• **WHAT THIS TASK INVOLVES**:
Convert the records below, from the line containing "The client would like the flat" through the end of the records, into a Markdown table with the columns No. and Text. Number each line in No. and skip any blank lines.

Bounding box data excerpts
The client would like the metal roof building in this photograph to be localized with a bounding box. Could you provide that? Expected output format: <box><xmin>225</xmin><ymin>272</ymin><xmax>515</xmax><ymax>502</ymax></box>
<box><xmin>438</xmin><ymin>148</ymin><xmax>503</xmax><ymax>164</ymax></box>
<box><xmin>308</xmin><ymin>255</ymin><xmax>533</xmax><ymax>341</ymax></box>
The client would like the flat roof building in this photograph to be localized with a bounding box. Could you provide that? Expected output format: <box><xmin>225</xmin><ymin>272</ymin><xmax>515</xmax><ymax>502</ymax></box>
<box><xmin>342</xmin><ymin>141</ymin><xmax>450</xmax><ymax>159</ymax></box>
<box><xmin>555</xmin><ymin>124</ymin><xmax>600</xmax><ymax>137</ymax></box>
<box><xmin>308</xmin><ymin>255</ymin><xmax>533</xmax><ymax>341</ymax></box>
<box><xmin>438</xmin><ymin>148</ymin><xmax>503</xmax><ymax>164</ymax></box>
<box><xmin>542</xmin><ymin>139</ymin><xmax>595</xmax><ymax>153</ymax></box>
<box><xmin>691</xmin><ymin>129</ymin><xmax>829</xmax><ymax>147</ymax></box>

• **OUTPUT**:
| No. | Text |
|---|---|
| 1 | The client would like the flat roof building in this photograph to be localized with a bounding box. Could you provide that? Expected output format: <box><xmin>225</xmin><ymin>272</ymin><xmax>515</xmax><ymax>502</ymax></box> |
| 2 | <box><xmin>342</xmin><ymin>141</ymin><xmax>450</xmax><ymax>159</ymax></box> |
| 3 | <box><xmin>555</xmin><ymin>124</ymin><xmax>600</xmax><ymax>137</ymax></box> |
| 4 | <box><xmin>308</xmin><ymin>255</ymin><xmax>533</xmax><ymax>341</ymax></box> |
| 5 | <box><xmin>438</xmin><ymin>148</ymin><xmax>503</xmax><ymax>164</ymax></box> |
| 6 | <box><xmin>542</xmin><ymin>139</ymin><xmax>595</xmax><ymax>153</ymax></box> |
| 7 | <box><xmin>691</xmin><ymin>129</ymin><xmax>829</xmax><ymax>147</ymax></box> |